### Exercise aim
Would you return every entry below without a single difference?

(Referring expression pointing data)

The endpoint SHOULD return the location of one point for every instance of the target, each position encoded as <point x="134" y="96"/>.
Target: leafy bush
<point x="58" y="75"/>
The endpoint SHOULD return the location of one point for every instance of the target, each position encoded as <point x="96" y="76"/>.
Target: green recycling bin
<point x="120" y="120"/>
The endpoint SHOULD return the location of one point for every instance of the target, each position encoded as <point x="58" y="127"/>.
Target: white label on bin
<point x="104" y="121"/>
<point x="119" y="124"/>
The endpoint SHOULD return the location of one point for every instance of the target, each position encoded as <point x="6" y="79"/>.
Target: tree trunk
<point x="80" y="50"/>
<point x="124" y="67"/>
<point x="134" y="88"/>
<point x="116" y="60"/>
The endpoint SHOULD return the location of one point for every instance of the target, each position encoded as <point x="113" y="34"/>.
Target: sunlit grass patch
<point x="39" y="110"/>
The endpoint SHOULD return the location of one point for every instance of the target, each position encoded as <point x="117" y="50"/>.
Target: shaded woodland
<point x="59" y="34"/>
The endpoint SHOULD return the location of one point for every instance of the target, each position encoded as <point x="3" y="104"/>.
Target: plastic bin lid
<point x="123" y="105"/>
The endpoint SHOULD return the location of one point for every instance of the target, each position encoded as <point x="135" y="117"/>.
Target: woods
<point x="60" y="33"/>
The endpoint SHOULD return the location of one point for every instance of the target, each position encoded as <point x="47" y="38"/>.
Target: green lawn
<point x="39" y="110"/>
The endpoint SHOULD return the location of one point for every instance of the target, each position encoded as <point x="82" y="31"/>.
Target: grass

### Finished task
The endpoint SHOULD return the location of one point for every instance of the target, each position encoded as <point x="134" y="96"/>.
Target: leafy bush
<point x="58" y="75"/>
The endpoint SHOULD return the location of one point for every instance of the target, each position encoded as <point x="96" y="76"/>.
Target: green recycling bin
<point x="120" y="120"/>
The endpoint SHOULD return the location of one point for every instance of the target, each position encoded as <point x="58" y="127"/>.
Target: white label on bin
<point x="104" y="121"/>
<point x="119" y="124"/>
The endpoint SHOULD return the location of one point for every instance of the target, each position encoded as <point x="6" y="79"/>.
Target: tree trunk
<point x="80" y="50"/>
<point x="124" y="67"/>
<point x="134" y="88"/>
<point x="116" y="60"/>
The endpoint SHOULD return the location of one point for every instance of the target, each position encoded as <point x="113" y="34"/>.
Target: sunlit grass patch
<point x="39" y="110"/>
The endpoint SHOULD return the location of one point for every instance of the target, each position encoded as <point x="117" y="50"/>.
Target: shaded woodland
<point x="59" y="34"/>
The endpoint SHOULD return the location of one point for every instance of the target, each position encoded as <point x="3" y="104"/>.
Target: plastic bin lid
<point x="123" y="105"/>
The endpoint SHOULD return the location of one point for every instance of the target, each position encoded as <point x="135" y="117"/>.
Target: woods
<point x="60" y="33"/>
The endpoint SHOULD return the location of one point for every instance of the target, each position encoded as <point x="47" y="38"/>.
Target: green lawn
<point x="39" y="110"/>
The endpoint SHOULD return the location of one point for every instance of the target, each position encoded as <point x="82" y="31"/>.
Target: grass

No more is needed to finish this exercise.